## Start

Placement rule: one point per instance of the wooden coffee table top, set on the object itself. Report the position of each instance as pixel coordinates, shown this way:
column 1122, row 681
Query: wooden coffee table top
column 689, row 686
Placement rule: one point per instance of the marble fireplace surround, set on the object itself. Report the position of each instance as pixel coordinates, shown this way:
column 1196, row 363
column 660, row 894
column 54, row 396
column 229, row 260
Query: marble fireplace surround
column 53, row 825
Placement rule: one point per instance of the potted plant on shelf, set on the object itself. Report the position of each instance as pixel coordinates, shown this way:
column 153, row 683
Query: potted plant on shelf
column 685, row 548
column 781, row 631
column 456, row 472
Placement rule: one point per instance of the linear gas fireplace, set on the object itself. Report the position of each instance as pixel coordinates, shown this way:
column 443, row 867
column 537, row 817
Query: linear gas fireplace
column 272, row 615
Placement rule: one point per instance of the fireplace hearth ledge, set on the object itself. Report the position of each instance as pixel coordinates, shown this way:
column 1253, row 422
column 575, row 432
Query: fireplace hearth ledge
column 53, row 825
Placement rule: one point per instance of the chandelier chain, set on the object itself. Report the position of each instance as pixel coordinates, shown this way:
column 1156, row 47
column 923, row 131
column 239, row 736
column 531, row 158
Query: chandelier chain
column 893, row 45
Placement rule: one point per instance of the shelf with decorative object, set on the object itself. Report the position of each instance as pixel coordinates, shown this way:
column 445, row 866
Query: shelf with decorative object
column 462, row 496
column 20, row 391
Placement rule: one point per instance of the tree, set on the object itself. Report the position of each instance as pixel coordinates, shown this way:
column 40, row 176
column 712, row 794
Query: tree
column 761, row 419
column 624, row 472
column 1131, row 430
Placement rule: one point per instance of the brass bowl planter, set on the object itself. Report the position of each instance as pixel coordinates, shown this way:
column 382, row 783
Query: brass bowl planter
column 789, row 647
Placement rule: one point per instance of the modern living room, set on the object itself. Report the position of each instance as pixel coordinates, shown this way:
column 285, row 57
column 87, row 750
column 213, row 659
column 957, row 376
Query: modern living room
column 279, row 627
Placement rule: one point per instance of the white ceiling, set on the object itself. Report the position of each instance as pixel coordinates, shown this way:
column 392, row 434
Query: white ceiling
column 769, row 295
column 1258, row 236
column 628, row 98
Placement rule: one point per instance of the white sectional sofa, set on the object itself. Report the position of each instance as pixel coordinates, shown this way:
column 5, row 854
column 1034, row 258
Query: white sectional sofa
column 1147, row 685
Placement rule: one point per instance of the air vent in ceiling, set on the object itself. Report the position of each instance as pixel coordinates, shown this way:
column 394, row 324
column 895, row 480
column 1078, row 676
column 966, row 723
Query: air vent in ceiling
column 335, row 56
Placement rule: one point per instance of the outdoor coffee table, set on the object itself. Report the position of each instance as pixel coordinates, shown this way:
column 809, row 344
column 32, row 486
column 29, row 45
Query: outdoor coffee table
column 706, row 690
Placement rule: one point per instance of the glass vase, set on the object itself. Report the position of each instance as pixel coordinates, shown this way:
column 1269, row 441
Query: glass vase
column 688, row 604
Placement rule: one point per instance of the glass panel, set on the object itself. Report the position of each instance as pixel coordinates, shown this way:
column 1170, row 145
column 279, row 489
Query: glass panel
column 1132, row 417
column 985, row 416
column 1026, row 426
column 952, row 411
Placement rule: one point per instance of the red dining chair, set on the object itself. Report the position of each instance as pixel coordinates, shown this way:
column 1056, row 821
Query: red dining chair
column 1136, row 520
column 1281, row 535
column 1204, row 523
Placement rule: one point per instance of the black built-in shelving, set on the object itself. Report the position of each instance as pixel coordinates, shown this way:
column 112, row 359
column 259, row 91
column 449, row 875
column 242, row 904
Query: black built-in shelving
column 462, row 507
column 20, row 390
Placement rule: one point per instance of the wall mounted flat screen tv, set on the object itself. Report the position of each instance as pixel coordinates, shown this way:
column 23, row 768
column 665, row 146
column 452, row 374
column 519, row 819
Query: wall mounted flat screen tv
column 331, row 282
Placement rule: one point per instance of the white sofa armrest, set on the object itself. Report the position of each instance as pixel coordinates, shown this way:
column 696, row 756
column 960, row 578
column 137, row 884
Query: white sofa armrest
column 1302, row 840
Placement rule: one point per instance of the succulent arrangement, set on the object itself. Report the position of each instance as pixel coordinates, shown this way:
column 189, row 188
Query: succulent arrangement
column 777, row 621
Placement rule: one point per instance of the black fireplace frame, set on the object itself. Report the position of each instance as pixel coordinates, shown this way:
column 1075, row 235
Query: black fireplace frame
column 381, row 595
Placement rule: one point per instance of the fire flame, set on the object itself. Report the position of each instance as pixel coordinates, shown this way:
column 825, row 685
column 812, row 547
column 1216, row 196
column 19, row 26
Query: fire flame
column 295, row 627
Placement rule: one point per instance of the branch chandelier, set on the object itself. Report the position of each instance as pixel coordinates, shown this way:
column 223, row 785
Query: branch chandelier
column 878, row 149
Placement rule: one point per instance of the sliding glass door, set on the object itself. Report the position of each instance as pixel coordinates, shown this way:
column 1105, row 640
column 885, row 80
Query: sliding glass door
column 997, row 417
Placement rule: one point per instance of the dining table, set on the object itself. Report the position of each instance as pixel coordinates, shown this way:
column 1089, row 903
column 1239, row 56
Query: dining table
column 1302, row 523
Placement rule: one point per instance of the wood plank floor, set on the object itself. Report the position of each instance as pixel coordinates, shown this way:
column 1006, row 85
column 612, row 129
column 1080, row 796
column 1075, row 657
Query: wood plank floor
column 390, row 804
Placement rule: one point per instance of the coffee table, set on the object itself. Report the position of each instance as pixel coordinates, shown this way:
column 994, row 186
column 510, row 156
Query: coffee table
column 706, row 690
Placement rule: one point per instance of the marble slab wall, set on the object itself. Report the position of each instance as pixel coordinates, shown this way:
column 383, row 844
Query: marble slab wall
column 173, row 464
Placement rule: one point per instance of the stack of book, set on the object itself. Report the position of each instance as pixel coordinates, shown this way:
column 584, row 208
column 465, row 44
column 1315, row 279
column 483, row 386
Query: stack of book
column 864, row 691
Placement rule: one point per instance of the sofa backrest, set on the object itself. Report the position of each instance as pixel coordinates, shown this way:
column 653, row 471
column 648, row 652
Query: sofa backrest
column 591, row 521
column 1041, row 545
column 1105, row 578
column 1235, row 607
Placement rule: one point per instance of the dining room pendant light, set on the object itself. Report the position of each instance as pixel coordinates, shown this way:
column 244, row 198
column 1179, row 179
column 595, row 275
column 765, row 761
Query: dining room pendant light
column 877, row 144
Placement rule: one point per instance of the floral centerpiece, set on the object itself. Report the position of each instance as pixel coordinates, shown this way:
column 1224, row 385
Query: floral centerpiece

## End

Goal:
Copy word for word the stretch of the records above, from their first line through the line containing "column 689, row 686".

Answer to this exercise:
Placement rule: one point per instance of the wooden coffee table top, set on the object itself. Report the position of each instance as pixel coordinates, shown this way:
column 1122, row 681
Query: wooden coffee table top
column 689, row 686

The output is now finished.